- Stated goal -
Recast the records below as a numbered list with blank lines omitted, starting with the line that contains "Localize each faucet handle you can see." and going on through the line that contains "[788,299,900,320]", and include only those lines.

- Data -
>> BEGIN
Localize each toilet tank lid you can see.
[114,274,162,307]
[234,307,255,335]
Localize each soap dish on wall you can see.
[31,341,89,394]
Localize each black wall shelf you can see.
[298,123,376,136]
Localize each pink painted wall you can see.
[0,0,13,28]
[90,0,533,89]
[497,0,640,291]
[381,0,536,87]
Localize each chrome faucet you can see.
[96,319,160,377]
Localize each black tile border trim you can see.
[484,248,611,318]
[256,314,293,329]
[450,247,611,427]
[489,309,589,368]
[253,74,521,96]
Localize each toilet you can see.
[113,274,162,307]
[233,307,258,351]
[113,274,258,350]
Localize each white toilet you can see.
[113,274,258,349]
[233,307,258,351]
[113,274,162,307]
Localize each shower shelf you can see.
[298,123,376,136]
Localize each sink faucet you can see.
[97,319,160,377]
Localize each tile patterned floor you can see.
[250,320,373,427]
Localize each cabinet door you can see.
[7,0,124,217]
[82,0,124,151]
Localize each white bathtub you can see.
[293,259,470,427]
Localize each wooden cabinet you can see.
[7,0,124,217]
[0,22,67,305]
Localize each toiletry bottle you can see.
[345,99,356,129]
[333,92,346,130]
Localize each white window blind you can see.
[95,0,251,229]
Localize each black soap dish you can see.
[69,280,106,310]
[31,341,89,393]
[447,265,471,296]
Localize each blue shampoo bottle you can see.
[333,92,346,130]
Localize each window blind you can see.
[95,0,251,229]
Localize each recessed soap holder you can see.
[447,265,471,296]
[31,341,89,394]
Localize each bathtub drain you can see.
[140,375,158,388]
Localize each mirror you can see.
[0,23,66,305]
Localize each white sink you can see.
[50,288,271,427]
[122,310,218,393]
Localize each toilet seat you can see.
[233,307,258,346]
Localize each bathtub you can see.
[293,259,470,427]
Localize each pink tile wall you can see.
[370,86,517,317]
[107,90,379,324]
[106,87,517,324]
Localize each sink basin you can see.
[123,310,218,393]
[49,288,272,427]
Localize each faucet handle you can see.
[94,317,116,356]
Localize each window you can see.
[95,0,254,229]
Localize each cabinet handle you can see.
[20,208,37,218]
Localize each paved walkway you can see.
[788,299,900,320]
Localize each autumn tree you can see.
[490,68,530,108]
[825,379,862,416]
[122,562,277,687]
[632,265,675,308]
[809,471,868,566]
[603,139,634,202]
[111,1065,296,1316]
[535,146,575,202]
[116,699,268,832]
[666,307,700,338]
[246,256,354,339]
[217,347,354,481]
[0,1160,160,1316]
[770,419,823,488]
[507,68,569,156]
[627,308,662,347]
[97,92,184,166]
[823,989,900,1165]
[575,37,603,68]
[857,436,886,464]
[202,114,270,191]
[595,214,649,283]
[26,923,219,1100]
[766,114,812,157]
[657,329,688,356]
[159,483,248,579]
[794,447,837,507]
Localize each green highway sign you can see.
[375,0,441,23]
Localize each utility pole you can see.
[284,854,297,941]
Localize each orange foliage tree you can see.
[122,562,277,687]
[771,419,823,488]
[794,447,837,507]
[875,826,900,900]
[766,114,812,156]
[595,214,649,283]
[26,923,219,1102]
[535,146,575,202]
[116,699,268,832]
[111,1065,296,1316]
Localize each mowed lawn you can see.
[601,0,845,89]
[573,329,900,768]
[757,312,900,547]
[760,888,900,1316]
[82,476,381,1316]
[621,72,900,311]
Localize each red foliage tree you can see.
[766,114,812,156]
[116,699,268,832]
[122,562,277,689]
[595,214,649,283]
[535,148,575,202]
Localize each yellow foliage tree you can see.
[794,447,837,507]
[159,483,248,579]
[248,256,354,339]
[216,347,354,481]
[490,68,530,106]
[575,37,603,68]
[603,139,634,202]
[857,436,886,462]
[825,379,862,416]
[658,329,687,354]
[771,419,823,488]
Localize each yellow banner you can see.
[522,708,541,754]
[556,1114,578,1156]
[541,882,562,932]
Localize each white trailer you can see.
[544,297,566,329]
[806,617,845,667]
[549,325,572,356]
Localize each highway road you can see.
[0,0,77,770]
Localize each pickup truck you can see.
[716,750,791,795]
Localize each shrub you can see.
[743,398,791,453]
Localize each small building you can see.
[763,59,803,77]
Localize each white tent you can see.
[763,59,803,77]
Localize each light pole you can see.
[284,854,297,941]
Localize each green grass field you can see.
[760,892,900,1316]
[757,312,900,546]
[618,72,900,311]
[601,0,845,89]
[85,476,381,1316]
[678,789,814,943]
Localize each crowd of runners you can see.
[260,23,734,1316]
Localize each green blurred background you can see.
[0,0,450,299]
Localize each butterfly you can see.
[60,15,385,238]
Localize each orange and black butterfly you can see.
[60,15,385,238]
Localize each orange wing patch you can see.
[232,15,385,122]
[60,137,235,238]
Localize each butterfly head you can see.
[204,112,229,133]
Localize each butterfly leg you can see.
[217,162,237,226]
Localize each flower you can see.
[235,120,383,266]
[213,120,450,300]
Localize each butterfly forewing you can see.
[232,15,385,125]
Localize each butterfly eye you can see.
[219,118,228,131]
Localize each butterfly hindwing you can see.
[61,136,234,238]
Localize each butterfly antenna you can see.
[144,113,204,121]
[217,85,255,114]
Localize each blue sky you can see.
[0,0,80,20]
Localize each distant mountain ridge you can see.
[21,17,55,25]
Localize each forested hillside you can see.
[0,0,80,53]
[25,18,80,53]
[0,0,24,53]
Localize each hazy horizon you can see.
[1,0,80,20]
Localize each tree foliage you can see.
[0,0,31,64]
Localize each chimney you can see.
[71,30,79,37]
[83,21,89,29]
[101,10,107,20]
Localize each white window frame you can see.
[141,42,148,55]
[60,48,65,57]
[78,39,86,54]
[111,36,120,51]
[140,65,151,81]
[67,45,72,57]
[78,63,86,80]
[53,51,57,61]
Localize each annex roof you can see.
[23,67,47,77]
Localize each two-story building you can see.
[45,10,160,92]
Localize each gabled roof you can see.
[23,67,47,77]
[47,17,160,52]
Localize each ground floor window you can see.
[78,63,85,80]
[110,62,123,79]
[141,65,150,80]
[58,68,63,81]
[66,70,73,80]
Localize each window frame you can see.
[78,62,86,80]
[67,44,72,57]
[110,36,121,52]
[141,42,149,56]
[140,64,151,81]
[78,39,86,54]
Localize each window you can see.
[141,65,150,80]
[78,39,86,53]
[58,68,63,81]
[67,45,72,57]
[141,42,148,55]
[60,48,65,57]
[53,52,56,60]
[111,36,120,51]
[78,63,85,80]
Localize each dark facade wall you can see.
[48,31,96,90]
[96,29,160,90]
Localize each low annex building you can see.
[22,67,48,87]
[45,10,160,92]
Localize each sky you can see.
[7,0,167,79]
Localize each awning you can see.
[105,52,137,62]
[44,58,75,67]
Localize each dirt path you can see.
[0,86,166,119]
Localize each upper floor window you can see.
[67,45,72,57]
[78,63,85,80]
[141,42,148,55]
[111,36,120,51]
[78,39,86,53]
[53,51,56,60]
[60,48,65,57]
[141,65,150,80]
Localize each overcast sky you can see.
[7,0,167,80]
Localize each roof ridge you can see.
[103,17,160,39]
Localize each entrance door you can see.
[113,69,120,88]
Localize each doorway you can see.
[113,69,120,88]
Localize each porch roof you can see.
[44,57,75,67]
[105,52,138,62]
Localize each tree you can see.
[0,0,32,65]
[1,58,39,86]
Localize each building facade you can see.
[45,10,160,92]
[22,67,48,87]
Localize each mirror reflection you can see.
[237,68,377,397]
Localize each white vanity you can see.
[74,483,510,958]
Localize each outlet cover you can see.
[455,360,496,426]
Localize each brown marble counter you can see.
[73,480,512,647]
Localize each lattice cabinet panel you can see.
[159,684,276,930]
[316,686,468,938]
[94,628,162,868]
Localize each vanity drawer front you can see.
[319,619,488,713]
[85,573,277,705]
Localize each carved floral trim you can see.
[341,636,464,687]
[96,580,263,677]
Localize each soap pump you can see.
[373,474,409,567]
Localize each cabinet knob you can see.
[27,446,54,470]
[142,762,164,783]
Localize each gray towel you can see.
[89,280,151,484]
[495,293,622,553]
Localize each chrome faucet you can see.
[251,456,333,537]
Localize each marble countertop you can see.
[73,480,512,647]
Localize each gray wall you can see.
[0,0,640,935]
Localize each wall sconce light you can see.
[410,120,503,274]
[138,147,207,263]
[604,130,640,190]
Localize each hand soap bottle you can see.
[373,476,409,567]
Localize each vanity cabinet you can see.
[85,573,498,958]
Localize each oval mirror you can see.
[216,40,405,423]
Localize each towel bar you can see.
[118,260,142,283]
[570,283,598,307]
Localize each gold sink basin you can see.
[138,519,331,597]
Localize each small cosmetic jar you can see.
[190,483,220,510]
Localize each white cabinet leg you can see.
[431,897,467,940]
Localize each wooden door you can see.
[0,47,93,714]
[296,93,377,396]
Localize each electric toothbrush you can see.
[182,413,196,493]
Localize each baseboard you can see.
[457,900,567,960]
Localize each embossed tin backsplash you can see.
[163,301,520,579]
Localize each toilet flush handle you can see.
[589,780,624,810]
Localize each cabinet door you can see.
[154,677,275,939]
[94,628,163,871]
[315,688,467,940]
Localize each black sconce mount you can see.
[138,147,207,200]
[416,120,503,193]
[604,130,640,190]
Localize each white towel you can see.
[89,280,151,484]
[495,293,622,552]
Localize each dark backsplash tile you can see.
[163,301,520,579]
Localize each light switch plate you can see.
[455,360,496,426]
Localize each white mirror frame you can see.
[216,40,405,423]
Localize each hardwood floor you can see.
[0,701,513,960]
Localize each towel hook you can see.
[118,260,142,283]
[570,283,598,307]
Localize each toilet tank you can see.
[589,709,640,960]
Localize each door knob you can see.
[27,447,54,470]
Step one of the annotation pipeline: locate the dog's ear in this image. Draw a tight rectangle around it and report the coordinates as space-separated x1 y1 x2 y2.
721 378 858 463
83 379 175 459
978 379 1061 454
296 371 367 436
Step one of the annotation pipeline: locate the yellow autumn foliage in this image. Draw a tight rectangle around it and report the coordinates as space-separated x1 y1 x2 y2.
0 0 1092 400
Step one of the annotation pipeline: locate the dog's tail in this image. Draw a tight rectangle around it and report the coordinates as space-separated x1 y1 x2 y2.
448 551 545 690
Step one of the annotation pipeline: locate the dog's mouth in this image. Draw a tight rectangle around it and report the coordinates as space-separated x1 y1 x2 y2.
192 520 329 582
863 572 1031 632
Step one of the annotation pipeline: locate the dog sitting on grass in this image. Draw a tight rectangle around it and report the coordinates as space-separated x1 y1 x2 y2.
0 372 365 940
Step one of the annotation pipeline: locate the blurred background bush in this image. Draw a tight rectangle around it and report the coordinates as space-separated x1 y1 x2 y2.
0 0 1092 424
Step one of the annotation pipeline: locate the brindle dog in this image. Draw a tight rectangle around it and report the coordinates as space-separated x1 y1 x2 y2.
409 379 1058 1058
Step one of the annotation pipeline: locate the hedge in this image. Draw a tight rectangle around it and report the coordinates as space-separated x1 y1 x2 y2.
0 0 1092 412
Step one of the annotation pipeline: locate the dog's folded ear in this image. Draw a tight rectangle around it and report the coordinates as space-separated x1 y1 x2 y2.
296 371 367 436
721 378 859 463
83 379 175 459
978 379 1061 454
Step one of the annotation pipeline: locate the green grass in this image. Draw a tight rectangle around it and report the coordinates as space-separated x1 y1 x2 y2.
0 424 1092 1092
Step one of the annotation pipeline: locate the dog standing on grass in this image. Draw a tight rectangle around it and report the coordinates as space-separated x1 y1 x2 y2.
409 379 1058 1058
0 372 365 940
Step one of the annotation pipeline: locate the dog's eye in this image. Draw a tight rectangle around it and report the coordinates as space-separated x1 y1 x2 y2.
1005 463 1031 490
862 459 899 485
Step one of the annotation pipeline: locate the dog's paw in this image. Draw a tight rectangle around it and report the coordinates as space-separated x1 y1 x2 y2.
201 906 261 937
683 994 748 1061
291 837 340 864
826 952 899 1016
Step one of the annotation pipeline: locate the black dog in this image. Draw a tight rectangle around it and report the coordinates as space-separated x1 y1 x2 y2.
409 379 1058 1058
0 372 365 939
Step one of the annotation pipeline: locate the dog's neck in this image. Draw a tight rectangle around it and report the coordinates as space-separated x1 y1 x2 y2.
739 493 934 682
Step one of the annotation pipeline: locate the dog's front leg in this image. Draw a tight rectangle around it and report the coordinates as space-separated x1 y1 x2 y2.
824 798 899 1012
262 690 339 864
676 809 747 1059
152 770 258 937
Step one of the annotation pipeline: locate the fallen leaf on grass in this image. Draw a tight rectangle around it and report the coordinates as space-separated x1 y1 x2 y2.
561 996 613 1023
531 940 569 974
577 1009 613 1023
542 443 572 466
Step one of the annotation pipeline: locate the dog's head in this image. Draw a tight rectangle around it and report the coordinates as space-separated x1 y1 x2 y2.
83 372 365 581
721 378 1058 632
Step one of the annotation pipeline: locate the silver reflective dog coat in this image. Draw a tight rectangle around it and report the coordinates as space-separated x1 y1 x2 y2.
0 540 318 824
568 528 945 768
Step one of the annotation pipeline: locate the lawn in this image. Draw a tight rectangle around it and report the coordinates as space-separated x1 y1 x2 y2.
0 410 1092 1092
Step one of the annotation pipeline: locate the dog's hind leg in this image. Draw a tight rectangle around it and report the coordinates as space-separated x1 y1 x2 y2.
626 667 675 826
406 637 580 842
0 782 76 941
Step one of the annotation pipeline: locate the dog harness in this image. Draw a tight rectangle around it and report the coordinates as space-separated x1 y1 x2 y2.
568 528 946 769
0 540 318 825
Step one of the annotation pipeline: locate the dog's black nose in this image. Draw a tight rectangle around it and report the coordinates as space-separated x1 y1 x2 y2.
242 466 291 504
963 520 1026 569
>> END
- Finished task -
1. Localize each faucet handle you can see.
2. [94,317,116,356]
3. Localize each window you can see.
4. [95,0,254,229]
5. Localize each cabinet handle you can see.
6. [20,208,37,218]
7. Localize each paved walkway you can see.
8. [788,299,900,320]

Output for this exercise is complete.